== ACTIONS DEMANDÉES ==
**a.** Recopiez l'extrait choisi entre « Aussi, la guerre » et « à souffrir durablement. », inclus. Substituez « front » à « champ de bataille ».
**b.** Répondez brièvement à ces questions sur l'extrait choisi.
(i) Qu'ouvraient et fermaient les Romains pour symboliser la paix et la guerre ?
(ii) Quel nom porte le destin que la guerre partage avec la maladie fatale ?
(iii) Que Fabrice del Dongo préfère-t-il mille fois au charnier qu'il a survolé ?

== EXTRAIT CHOISI ==

* * * *

Est-ce que quelqu’un parmi vous tient une trace de la bibliothèque de Troie ? Peut-être celle-ci contenait-elle des traités historiés sur la paix universelle, des ouvrages nombreux sur le dialogue et la recherche du consensus, des mémoires enluminés sur la nécessité du droit et l’établissement des lois. Une bibliothèque qui aurait été dévastée puis incendiée lors des guerres iliadiques ou mieux encore, ravagée par le monstre marin Céto, le Féroce-même, orque et baleine, requin et raie, dragon présumant de la guerre à venir.
Peut-être qu’une telle bibliothèque a existé, mais comment vous dire : elle ne peut jamais exister de manière autonome. La paix n’existe qu’en référence à la guerre. Comme le symbolisent les Romains, ouvrant et fermant les portes du temple de Janus. La paix et la guerre ne sont que les deux faces d’une même pièce. La paix est une interruption de la guerre et réciproquement.
Aussi, la guerre est-elle toujours à venir. Et la bibliothèque obsidienne toujours en devenir.
Certes on ne transige pas avec la guerre. Hormis la maladie, la maladie fatale, avec laquelle elle partage le sort mais aussi le destin (qui a pour nom « douleur »), personne ne souhaite la guerre, même probablement ceux qui la provoquent et ceux qui vivent d’elle. Enfin, je le suppose : personne ne rêve de se retrouver sur un champ de bataille, même Fabrice del Dongo qui préfère mille fois sa cellule sûre au charnier qu’il a survolé comme un drone. Aucun responsable politique, aucun général en chef ne souhaite fouler le « théâtre des opérations », enfin je le crois, enfin je l’espère.
Certains peuvent le désirer pour mesurer leur bravoure et tenter leur gloire, mais aucun être vivant sur cette terre n’aspire à souffrir durablement.
De sorte qu’on évacue, si cela se peut, la guerre. Et cela ne se peut pas : comme le résume le héros des Quatre soldats1, « alors je baisse la tête parce que je suis fatigué, et qu’il y a nulle part où se cacher. »

* * * *

== LISTING FOURNI ==
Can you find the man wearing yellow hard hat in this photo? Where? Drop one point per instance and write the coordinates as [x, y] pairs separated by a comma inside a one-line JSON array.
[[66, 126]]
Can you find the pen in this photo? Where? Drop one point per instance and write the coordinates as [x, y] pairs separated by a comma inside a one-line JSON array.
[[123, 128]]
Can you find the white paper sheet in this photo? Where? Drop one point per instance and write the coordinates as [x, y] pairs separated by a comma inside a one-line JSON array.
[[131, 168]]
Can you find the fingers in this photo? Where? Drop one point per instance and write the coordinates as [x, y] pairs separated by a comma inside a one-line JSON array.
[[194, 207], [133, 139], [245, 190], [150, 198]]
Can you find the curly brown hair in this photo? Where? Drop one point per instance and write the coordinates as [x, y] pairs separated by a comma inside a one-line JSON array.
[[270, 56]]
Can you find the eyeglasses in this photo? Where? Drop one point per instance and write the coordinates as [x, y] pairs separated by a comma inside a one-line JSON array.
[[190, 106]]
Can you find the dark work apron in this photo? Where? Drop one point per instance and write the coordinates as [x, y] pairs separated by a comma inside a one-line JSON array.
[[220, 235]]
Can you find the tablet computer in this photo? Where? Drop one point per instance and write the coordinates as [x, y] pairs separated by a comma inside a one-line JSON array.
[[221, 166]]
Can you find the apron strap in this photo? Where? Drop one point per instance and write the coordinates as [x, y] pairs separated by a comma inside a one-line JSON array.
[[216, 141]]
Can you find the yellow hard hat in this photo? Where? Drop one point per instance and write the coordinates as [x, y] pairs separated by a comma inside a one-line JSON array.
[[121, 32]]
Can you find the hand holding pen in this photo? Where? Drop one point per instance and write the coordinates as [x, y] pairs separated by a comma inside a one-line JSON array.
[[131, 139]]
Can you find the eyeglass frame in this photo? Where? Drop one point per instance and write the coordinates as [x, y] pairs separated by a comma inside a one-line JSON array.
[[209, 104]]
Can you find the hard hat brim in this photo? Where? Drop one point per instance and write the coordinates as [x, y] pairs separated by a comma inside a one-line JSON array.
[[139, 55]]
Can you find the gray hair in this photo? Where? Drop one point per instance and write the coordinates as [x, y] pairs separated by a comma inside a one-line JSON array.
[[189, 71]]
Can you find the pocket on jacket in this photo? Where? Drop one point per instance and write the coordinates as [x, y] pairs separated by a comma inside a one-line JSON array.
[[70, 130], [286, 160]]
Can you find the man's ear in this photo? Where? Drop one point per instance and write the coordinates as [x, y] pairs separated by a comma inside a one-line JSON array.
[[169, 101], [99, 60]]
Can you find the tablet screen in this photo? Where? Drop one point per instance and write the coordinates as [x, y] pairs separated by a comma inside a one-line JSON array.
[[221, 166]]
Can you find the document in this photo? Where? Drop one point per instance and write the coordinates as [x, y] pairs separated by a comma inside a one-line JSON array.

* * * *

== RÉPONSES ATTENDUES ==
**a.**
Aussi, la guerre est-elle toujours à venir. Et la bibliothèque obsidienne toujours en devenir.
Certes on ne transige pas avec la guerre. Hormis la maladie, la maladie fatale, avec laquelle elle partage le sort mais aussi le destin (qui a pour nom « douleur »), personne ne souhaite la guerre, même probablement ceux qui la provoquent et ceux qui vivent d’elle. Enfin, je le suppose : personne ne rêve de se retrouver sur un front, même Fabrice del Dongo qui préfère mille fois sa cellule sûre au charnier qu’il a survolé comme un drone. Aucun responsable politique, aucun général en chef ne souhaite fouler le « théâtre des opérations », enfin je le crois, enfin je l’espère.
Certains peuvent le désirer pour mesurer leur bravoure et tenter leur gloire, mais aucun être vivant sur cette terre n’aspire à souffrir durablement.

**b.**
(i) Les portes du temple de Janus.
(ii) « Douleur ».
(iii) Sa cellule sûre.